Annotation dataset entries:
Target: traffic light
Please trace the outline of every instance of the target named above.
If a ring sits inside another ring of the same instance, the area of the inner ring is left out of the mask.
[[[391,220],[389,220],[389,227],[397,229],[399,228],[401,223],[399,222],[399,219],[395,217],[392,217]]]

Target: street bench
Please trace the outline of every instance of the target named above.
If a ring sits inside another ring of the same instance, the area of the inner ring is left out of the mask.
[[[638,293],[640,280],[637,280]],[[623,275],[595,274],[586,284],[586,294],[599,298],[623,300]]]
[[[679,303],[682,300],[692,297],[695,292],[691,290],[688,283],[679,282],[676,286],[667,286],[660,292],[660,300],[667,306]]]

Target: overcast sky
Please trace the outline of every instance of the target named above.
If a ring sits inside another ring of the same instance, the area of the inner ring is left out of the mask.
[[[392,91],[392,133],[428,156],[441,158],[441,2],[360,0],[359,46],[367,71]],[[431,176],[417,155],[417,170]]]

_Your task:_
Write out the data again, substituting "draw the boundary" for every occurrence of "trace the outline" and keeping everything else the same.

_Solution for this problem:_
Target: traffic light
Please draw the boundary of every instance of the target named above.
If a ring sits inside another ring of the same instance, the area of the inner ring is left out of the mask.
[[[391,220],[389,220],[389,227],[397,229],[399,228],[401,223],[399,222],[399,219],[395,217],[392,217]]]

Target: street bench
Please draw the boundary of every instance of the target named above.
If a ring sits inside another ring of the same instance, the area of the inner ring is left out of the mask.
[[[638,293],[640,280],[637,280]],[[623,275],[595,274],[586,284],[586,294],[599,298],[623,300]]]
[[[679,303],[682,300],[692,297],[695,292],[691,290],[688,283],[679,282],[676,286],[667,286],[660,292],[660,300],[667,306]]]

Target: overcast sky
Please draw the boundary of every instance of the target named above.
If a ring sits inside another ring of the same instance, the area of the inner ring is left out of the mask.
[[[392,91],[392,133],[428,156],[441,158],[441,2],[360,0],[359,46],[367,71]],[[431,176],[417,155],[417,170]]]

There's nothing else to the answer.